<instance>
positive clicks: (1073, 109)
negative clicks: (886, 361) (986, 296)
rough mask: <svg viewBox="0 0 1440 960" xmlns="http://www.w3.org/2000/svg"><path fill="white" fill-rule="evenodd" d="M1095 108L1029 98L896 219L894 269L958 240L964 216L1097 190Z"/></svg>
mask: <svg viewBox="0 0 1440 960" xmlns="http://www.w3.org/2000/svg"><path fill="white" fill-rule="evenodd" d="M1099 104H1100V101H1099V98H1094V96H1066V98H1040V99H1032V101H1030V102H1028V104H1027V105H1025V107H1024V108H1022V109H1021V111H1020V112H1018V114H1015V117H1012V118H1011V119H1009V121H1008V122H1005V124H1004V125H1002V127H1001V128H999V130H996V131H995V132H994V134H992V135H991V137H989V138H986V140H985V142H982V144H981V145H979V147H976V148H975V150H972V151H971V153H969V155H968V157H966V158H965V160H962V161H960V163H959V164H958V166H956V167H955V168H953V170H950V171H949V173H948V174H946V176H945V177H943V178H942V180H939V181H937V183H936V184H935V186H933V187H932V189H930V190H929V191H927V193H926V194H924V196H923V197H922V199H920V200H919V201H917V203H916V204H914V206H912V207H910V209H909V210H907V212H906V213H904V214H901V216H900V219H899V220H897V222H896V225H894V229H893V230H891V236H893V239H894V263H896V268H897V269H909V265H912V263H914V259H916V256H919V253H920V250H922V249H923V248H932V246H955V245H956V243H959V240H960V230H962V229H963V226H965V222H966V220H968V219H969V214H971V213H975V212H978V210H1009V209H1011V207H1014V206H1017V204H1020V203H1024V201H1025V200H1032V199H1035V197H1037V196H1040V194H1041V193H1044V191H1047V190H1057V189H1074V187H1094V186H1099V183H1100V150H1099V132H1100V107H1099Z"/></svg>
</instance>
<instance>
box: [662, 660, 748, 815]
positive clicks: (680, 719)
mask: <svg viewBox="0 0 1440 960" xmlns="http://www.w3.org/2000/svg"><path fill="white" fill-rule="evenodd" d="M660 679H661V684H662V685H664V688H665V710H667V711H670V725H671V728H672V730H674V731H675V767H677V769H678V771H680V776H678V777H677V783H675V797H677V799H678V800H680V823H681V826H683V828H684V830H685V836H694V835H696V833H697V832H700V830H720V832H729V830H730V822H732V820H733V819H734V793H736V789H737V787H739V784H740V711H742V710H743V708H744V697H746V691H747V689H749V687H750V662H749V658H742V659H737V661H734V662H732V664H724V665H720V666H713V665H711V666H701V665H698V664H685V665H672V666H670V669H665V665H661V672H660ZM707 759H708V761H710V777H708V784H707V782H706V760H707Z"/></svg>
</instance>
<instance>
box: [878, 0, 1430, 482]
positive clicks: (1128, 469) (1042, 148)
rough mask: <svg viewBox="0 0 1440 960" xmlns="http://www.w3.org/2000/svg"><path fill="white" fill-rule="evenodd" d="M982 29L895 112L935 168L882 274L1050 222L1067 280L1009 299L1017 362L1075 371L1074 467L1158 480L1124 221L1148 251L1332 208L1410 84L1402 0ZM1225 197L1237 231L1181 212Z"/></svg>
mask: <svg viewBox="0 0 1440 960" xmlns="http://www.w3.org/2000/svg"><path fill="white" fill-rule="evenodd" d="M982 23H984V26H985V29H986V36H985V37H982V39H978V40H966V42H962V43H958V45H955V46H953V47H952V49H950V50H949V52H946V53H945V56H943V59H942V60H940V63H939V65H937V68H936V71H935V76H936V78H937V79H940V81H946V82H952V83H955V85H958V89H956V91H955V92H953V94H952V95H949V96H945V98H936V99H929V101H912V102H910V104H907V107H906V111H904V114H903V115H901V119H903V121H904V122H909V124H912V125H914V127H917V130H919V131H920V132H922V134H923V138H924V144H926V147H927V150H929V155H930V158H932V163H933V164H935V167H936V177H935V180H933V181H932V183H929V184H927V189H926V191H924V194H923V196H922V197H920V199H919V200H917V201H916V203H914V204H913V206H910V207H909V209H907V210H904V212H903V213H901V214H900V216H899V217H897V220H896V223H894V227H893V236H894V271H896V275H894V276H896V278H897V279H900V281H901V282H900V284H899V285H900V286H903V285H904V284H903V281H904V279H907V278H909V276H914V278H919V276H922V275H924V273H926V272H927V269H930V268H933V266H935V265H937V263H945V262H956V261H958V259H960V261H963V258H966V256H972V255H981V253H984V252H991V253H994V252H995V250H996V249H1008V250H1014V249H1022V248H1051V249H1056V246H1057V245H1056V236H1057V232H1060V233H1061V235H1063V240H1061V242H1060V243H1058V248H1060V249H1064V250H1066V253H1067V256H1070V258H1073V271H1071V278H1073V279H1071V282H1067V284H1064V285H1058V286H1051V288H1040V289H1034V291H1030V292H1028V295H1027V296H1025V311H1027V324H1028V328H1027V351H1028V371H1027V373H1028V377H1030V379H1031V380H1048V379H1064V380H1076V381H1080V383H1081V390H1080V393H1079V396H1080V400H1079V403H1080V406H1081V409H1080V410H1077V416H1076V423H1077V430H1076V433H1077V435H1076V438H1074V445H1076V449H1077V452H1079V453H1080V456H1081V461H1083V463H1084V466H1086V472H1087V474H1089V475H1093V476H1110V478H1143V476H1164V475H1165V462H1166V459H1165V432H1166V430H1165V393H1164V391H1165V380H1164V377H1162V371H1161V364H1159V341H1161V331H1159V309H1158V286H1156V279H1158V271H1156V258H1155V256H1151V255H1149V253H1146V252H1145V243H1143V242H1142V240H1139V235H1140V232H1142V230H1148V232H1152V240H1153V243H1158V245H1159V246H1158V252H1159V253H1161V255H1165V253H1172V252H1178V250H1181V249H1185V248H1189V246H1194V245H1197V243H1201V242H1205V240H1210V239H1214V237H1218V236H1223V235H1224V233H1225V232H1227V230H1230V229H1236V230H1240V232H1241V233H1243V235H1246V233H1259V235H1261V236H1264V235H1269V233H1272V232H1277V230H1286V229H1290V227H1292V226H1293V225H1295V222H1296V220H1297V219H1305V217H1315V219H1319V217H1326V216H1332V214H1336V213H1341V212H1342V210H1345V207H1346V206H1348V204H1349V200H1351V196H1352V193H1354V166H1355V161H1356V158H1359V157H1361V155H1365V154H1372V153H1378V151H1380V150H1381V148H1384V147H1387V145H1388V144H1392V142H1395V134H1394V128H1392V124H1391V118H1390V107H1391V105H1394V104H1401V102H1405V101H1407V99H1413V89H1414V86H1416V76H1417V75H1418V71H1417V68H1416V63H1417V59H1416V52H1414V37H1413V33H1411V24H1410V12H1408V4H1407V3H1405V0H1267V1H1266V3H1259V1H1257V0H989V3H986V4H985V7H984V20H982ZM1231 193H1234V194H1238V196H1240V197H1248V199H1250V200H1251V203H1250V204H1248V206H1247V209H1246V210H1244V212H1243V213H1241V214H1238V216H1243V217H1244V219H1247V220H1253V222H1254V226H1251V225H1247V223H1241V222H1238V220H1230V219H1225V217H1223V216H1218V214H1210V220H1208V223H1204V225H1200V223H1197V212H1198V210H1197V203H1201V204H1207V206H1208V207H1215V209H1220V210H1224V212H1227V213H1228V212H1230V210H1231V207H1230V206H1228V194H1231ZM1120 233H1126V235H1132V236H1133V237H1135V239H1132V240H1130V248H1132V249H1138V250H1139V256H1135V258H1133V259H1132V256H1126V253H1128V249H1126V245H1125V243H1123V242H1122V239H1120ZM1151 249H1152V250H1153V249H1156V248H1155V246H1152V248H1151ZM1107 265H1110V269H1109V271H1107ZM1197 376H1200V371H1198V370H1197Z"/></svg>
* * *
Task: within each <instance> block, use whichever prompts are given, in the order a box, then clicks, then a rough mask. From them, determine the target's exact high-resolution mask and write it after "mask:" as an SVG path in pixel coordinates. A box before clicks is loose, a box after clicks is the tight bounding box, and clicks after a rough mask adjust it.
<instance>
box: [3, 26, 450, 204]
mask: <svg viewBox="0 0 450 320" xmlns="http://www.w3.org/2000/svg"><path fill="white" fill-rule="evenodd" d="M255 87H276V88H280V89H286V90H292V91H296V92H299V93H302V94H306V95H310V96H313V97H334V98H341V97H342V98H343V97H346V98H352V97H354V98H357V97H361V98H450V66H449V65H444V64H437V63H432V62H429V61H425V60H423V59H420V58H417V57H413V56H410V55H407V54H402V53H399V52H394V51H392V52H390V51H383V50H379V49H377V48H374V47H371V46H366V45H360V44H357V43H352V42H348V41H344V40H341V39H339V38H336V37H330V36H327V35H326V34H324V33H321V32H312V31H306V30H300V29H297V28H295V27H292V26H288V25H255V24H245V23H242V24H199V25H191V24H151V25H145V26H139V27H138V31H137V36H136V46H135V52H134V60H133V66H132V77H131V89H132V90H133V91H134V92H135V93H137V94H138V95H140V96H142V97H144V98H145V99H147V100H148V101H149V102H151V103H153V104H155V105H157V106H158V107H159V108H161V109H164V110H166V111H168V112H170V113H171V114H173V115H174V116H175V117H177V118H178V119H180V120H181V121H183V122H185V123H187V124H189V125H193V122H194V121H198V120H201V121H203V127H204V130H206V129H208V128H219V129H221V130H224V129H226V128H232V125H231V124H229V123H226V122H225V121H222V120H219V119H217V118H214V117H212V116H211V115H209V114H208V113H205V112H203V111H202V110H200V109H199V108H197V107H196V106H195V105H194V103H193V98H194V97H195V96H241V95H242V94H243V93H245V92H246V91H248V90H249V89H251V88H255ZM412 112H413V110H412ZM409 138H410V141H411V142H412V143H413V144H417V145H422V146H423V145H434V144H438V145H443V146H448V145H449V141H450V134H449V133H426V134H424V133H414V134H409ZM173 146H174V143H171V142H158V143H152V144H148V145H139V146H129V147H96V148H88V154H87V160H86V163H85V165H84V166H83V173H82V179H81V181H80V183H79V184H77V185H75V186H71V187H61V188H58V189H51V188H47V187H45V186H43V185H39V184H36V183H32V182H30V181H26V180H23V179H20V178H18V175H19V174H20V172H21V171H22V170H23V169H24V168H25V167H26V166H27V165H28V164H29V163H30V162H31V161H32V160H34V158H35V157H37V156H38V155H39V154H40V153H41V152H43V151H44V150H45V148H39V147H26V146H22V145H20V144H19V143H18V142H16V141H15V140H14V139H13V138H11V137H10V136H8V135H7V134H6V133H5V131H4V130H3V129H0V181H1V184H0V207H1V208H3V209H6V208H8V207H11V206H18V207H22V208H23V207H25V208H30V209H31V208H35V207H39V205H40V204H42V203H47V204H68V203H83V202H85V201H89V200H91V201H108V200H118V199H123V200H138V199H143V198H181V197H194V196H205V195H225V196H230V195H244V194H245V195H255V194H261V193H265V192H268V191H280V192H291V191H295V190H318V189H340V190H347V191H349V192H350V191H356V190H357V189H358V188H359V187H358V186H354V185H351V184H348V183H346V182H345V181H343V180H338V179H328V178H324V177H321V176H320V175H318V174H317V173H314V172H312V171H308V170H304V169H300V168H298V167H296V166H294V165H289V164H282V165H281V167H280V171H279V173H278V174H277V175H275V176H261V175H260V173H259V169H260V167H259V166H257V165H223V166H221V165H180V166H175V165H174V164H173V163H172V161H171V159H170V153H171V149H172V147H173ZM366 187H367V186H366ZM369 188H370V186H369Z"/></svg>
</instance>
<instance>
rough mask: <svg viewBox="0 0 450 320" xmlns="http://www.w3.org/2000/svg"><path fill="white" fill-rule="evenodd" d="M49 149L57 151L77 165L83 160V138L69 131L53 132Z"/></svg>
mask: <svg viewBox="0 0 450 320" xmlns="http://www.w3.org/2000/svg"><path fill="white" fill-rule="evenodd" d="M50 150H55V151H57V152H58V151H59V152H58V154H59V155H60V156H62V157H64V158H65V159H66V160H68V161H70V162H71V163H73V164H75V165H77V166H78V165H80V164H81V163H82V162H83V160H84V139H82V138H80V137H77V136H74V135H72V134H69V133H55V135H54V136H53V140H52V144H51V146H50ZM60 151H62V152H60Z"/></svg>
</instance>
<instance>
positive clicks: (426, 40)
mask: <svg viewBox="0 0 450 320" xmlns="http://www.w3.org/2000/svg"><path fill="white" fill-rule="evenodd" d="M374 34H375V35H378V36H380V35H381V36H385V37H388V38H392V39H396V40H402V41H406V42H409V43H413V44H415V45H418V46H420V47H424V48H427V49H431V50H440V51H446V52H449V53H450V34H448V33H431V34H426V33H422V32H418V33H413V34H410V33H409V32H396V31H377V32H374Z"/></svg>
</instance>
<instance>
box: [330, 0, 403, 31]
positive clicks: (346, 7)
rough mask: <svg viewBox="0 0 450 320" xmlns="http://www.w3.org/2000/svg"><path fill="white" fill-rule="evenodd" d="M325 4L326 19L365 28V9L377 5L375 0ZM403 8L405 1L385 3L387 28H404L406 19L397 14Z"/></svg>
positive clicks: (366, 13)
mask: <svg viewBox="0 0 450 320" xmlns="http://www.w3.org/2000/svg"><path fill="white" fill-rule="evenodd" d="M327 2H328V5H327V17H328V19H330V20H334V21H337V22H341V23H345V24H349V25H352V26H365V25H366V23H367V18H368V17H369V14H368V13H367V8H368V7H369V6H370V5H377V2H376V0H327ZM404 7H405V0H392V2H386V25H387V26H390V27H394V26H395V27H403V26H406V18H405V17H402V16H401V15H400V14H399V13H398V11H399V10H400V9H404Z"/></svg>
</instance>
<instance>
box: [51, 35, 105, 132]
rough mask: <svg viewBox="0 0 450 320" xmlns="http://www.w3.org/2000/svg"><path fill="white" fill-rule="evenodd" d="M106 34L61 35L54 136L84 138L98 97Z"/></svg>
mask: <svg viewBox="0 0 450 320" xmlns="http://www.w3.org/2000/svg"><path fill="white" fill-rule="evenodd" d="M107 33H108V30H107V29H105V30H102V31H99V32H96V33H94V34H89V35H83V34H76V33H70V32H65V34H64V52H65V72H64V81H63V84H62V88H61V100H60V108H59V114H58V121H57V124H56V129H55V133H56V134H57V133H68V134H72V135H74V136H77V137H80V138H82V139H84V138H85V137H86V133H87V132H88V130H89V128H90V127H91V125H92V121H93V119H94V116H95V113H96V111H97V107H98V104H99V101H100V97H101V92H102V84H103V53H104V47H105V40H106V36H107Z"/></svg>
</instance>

YOUR ASSIGNMENT
Using the data above, print exactly the lines from the line that contains "positive clicks: (346, 7)" through the line that contains "box: [51, 35, 105, 132]", with both included.

ANSWER SPACE
positive clicks: (346, 7)
rough mask: <svg viewBox="0 0 450 320" xmlns="http://www.w3.org/2000/svg"><path fill="white" fill-rule="evenodd" d="M325 4L326 19L365 28V9L377 5L375 0ZM403 8L405 1L385 3L387 28H404L406 19L397 14Z"/></svg>
positive clicks: (366, 13)
mask: <svg viewBox="0 0 450 320" xmlns="http://www.w3.org/2000/svg"><path fill="white" fill-rule="evenodd" d="M327 2H328V5H327V17H328V19H330V20H334V21H337V22H341V23H345V24H349V25H352V26H365V25H366V23H367V18H368V17H369V14H368V13H367V8H368V7H369V6H370V5H377V2H376V0H327ZM404 7H405V0H392V2H386V25H387V26H390V27H394V26H395V27H403V26H406V18H405V17H402V16H401V15H400V14H399V13H398V11H399V10H400V9H404Z"/></svg>
</instance>
<instance>
box: [51, 35, 105, 132]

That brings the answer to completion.